> [Problem]: Put every line of the items below into a Markdown table with two columns, "Row" for the row number and "Line" for the line itself, and omit any blank lines.

Items stored in a collection
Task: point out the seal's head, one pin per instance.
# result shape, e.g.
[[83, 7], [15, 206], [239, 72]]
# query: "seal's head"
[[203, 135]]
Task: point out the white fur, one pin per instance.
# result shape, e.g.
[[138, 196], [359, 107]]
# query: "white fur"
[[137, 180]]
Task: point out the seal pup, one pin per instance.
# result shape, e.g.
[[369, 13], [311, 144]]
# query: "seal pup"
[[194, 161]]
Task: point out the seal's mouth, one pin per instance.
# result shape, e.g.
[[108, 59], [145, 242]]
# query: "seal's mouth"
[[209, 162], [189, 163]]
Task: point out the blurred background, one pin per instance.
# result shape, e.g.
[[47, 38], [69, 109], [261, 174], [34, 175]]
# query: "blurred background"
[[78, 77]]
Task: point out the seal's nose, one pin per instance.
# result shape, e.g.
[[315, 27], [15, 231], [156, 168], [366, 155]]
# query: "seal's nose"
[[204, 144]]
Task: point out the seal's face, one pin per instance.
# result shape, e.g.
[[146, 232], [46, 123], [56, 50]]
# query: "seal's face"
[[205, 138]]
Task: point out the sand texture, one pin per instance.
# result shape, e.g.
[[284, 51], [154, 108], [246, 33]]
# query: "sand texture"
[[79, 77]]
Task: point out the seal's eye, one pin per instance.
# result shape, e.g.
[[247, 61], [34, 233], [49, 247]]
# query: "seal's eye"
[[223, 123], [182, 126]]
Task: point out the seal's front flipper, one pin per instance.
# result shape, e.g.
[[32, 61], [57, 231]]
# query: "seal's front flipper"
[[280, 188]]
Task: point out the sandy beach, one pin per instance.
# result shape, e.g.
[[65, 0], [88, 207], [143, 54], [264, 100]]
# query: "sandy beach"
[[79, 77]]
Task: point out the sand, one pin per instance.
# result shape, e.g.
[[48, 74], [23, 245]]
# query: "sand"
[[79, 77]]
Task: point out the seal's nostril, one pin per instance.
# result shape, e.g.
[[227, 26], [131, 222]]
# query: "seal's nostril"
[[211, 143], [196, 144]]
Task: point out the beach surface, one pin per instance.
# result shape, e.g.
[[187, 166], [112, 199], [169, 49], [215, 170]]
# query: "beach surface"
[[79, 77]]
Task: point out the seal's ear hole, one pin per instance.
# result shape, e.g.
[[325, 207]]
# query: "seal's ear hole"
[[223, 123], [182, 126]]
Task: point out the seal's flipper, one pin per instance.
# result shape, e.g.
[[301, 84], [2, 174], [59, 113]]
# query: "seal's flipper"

> [Full solution]:
| Row | Line |
|---|---|
| 1 | Task: point out the seal's head, one pin per instance. |
| 2 | # result shape, e.g. |
| 3 | [[83, 7], [15, 206], [239, 72]] |
| 4 | # query: "seal's head" |
| 5 | [[203, 135]] |
| 6 | Task: point out the white fur, one pin per instance. |
| 7 | # result shape, e.g. |
| 8 | [[138, 196], [359, 107]] |
| 9 | # query: "white fur" |
| 10 | [[137, 180]] |
| 11 | Task: point out the seal pup, one pin per instance. |
| 12 | # result shape, e.g. |
| 13 | [[369, 13], [311, 144]] |
| 14 | # query: "seal pup" |
| 15 | [[194, 161]] |
| 16 | Task: point out the seal's mouth, one pin per instance. |
| 17 | # result shape, e.g. |
| 18 | [[108, 59], [145, 242]] |
| 19 | # query: "seal's mouth" |
| 20 | [[209, 162], [189, 163]] |
| 21 | Task: point out the blurred background, one pin per instance. |
| 22 | # result shape, e.g. |
| 23 | [[47, 38], [69, 109], [261, 174], [34, 175]] |
| 24 | # query: "blurred background" |
| 25 | [[78, 77]] |
| 26 | Task: point out the seal's nose, one pin per instance. |
| 27 | # result shape, e.g. |
| 28 | [[315, 27], [15, 231], [156, 168], [366, 155]] |
| 29 | # query: "seal's nose" |
| 30 | [[204, 144]] |
| 31 | Task: point out the seal's face, one pin per instance. |
| 32 | # result shape, e.g. |
| 33 | [[146, 232], [46, 123], [56, 50]] |
| 34 | # query: "seal's face" |
| 35 | [[205, 138]] |
| 36 | Task: point out the sand texture, one pin per instance. |
| 37 | # result shape, e.g. |
| 38 | [[284, 51], [154, 108], [246, 33]] |
| 39 | # query: "sand texture" |
| 40 | [[79, 77]] |
| 41 | Task: point out the seal's eye, one pin per instance. |
| 42 | # result shape, e.g. |
| 43 | [[247, 61], [34, 233], [49, 247]] |
| 44 | # query: "seal's eye" |
| 45 | [[223, 123], [182, 126]] |
| 46 | Task: point out the seal's front flipper, one pin per instance. |
| 47 | # result shape, e.g. |
| 48 | [[32, 61], [57, 231]] |
| 49 | # query: "seal's front flipper" |
| 50 | [[280, 188]] |
| 51 | Task: point out the sandy beach, one pin per instance. |
| 52 | # result shape, e.g. |
| 53 | [[65, 0], [88, 207], [143, 54], [264, 100]] |
| 54 | # query: "sandy beach" |
| 55 | [[79, 77]] |
| 56 | Task: point out the sand, one pin per instance. |
| 57 | # result shape, e.g. |
| 58 | [[48, 74], [23, 245]] |
| 59 | # query: "sand" |
| 60 | [[79, 77]] |
| 61 | Task: point out the seal's nostril, one pin per instance. |
| 62 | # result shape, e.g. |
| 63 | [[227, 26], [131, 222]] |
| 64 | # query: "seal's nostril" |
| 65 | [[211, 143], [196, 144]] |
| 66 | Task: point out the beach surface, one pin per instance. |
| 67 | # result shape, e.g. |
| 68 | [[187, 166], [112, 199], [169, 49], [215, 170]] |
| 69 | # query: "beach surface" |
| 70 | [[79, 77]] |
| 71 | Task: point out the seal's ear hole, one pin per instance. |
| 72 | # result shape, e.g. |
| 73 | [[325, 207]] |
| 74 | # query: "seal's ear hole" |
| 75 | [[223, 123], [182, 126]] |
| 76 | Task: point out the seal's flipper, one pin per instance. |
| 77 | # result shape, e.g. |
| 78 | [[301, 84], [2, 174], [59, 113]] |
| 79 | # query: "seal's flipper" |